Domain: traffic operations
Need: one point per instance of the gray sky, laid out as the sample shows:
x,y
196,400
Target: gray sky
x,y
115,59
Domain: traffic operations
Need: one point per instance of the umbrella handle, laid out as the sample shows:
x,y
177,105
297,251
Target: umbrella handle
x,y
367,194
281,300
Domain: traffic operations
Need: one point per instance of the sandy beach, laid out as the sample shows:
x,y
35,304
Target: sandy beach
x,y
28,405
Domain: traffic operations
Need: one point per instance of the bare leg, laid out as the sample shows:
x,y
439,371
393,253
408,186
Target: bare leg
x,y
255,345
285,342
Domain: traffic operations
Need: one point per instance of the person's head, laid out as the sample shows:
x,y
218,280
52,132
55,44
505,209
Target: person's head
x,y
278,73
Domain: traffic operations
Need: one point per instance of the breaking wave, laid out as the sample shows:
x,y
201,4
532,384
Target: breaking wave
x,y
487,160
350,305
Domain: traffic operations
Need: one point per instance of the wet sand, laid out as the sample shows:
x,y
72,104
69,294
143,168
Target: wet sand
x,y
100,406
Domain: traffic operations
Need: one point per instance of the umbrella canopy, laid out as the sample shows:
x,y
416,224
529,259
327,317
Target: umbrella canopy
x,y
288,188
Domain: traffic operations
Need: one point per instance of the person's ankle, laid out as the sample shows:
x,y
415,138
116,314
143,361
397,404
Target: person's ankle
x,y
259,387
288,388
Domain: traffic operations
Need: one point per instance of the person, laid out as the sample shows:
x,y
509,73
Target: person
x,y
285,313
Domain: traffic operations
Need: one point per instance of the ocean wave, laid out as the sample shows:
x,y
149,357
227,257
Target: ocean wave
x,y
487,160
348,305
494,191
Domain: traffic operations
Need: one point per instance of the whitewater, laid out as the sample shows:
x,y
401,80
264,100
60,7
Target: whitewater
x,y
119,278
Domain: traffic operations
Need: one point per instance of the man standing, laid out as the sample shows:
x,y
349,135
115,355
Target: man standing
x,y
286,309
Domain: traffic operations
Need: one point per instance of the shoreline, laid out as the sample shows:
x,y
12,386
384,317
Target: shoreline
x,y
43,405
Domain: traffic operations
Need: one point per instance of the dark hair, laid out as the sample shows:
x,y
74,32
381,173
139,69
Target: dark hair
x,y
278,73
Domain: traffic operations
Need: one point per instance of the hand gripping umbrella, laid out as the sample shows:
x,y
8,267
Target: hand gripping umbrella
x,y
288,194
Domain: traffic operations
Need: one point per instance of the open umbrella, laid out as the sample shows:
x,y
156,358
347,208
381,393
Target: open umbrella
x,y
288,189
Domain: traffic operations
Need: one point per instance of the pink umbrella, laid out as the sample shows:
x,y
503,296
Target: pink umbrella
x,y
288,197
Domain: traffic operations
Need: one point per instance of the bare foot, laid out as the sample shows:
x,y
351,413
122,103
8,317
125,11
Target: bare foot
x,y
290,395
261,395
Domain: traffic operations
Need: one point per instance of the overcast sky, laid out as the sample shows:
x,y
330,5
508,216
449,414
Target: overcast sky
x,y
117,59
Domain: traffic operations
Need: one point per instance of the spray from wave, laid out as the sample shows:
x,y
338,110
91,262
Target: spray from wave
- - -
YOUR OBJECTIVE: The answer must be every line of the listing that holds the word "spray".

RESPONSE:
Need: one point per instance of the spray from wave, laid out as the sample shows:
Target: spray from wave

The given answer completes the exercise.